__Instrução 1__.
Responda às perguntas sobre o excerto abaixo:
(a) Qual é a data da edição do jornal referida no início?
(b) Em que palavra o autor parou durante cinco minutos?
(c) Como se chamava o coletivo de teatro?

Reler jornais é amontoar memórias e ao ler aquela abertura da Joana Gorjão Henriques ilustrada pela fotografia de Diogo Ventura no papel dobrado da edição de 27 de Julho de 2020, nem eu sei bem porquê veio-me à memória outra abertura, a de um poema: “When day comes we ask ourselves, / where can we find light in this never-ending shade?”. Bruno Candé não viveu para ouvir Amanda Gordman declamar “The Hill We Climb”, pois talvez se tivesse lembrado daquelas noites de subidas; teria o seu xará Bruno Schiappa à sua espera em mais um fim-de-tarde em nada igual aos outros, com a direcção artística que só o professor de teatro sabe dar aos dias.

Continuei-me a enfartar leituras com anotações: “O que motivou o homicídio?, perguntou-lhe a PJ. Os insultos e o ‘confronto’ referiu.” O confronto. Parei na palavra. Cinco minutos ali naquela palavra que explica tanto do que é isto de ver no outro um outro e não um eu igual a mim. Talvez ele pudesse ser preto, talvez... Só que nunca poderia é confrontar.

Andei para a frente com as palavras, as informações, as anotações a baterem ao ritmo da notas numa pauta: “Preto, vai para a tua terra!”; “Volta para a sanzala!”; “Tens toda a família na sanzala e devias também lá estar”; “A puta da tua mãe está numa sanzala”; “Anda cá, que levas com a bengala, preto de merda!”; “Tenho lá armas em casa do Ultramar e vou-te matar”; “Eu lá violei a tua mãe”; “Preto do caralho. Vai para a tua terra”; “Quando vi o riso dele em tom de gozo perdi a cabeça”; “estava sentado”; “Já está”.

Sei que era africano. A raça africana conheço bem de longe”; “Estou na PJ por ter matado um preto”.

Fechei os jornais e lembrei-me dos tempos da Faculdade, quando conheci o António Tomás, no intervalo das aulas de Sociologia Política do Professor Braga da Cruz. Foi nesse ano que aprendi sobre o sonho de um teatro sem cor, um teatro que, em finais dos anos 90 do século passado, o Tomás começava a estruturar com um grupo de três actores negros: Ângelo Torres, Daniel Martino e Miguel Hurst. Talvez fossem mais, mas estes três eram os amigos dele, especialmente o Daniel e o Miguel. O Tomás, como lhe chamávamos em Lisboa no tempo roubado à biblioteca no piso 2 da Reitoria da universidade Católica de Lisboa, tinha sido Toy em Angola. Desertou. Às vezes falava-me da guerra. Mas pelo meio mostrava-me a face mais pulsante, era ele quem escrevia as peças que depois o elenco de actores interpretava. Já nessa altura trazia o Público numa mala a tiracolo onde guardava os textos que escrevia e, eventualmente, ali terá pousado o texto “Cabral”, uma das peças da sua autoria que foi exibida no Pequeno Auditório do Centro Cultural de Lisboa. Mais tarde haveria de dar num livro biográfico, traduzido neste ano de 2021 para inglês. Estávamos na Primavera de 1999 e aquele era o primeiro projecto de um teatro em que peças eram construídas para serem interpretadas por homens e mulheres independentemente de qualquer pertença. No Museu do Pau Preto, assim se chamava o colectivo, o que se criava era a liberdade, não o lugar, pelo que se criava nunca poderia ter género, etnia, origem territorial, idade, opção sexual, crença religiosa ou orientação política. Ali, nada era racializado.

__Instrução 2__. Por favor, coloque numa lista numerada as linhas abaixo, a começar na primeira e a terminar na que contém "[[88, 131, 824, 1300]]", ambas incluídas. Omita as linhas em branco e deixe as imagens fora da resposta.

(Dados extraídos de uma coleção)
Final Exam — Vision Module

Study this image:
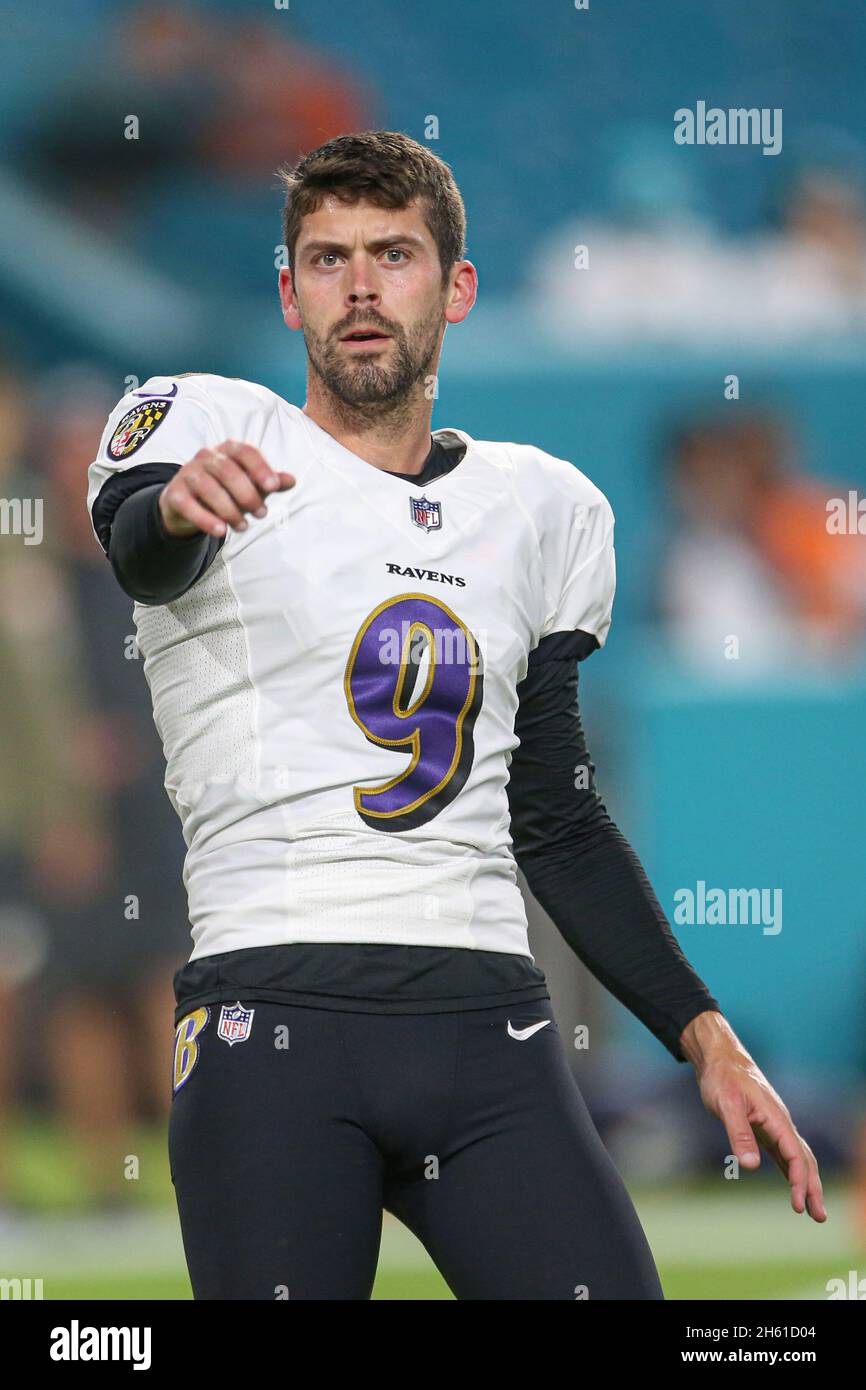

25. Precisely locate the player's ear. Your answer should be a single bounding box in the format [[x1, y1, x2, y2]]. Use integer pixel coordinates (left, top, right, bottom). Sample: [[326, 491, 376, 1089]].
[[445, 261, 478, 324], [279, 265, 302, 328]]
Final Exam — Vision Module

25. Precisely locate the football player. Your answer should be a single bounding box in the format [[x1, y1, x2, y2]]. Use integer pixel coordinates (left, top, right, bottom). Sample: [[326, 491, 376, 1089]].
[[88, 131, 824, 1300]]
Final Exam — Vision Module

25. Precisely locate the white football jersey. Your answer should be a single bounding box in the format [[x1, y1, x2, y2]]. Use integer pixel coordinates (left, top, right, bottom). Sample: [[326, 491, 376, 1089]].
[[88, 374, 614, 959]]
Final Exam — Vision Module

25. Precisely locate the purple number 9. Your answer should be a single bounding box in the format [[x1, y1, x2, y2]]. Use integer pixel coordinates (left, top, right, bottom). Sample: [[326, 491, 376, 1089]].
[[343, 594, 484, 831]]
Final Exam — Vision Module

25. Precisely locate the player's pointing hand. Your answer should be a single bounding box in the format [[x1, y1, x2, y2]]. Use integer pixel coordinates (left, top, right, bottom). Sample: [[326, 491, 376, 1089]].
[[160, 439, 295, 537]]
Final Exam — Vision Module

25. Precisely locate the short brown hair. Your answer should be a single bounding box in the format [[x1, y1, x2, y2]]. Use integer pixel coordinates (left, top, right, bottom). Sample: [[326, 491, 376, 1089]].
[[279, 131, 466, 284]]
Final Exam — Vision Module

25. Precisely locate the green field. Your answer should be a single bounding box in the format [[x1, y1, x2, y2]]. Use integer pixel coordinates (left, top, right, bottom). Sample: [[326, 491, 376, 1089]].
[[0, 1122, 866, 1300]]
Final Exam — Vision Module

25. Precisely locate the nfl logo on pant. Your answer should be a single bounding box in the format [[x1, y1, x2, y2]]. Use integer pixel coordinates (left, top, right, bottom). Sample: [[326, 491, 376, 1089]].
[[217, 1001, 256, 1047]]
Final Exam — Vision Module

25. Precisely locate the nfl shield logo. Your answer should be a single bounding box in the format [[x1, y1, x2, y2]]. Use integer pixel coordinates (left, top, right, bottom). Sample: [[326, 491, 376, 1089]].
[[217, 1001, 256, 1047], [409, 498, 442, 531]]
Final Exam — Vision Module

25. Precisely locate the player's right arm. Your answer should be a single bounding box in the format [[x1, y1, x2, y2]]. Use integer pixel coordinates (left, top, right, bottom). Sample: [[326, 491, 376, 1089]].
[[88, 375, 295, 605], [158, 439, 295, 538]]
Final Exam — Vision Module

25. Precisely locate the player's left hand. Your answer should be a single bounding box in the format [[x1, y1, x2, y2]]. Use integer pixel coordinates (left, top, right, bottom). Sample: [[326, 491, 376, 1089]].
[[684, 1015, 827, 1222]]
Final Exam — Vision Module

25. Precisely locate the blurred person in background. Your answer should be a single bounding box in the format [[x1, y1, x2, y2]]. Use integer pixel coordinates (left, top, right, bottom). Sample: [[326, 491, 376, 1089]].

__Resultado do exercício 1__.
(a) 27 de Julho de 2020.
(b) Na palavra "confronto".
(c) Museu do Pau Preto.

__Resultado do exercício 2__.
1. Final Exam — Vision Module
2. Study this image:
3. 25. Precisely locate the player's ear. Your answer should be a single bounding box in the format [[x1, y1, x2, y2]]. Use integer pixel coordinates (left, top, right, bottom). Sample: [[326, 491, 376, 1089]].
4. [[445, 261, 478, 324], [279, 265, 302, 328]]
5. Final Exam — Vision Module
6. 25. Precisely locate the football player. Your answer should be a single bounding box in the format [[x1, y1, x2, y2]]. Use integer pixel coordinates (left, top, right, bottom). Sample: [[326, 491, 376, 1089]].
7. [[88, 131, 824, 1300]]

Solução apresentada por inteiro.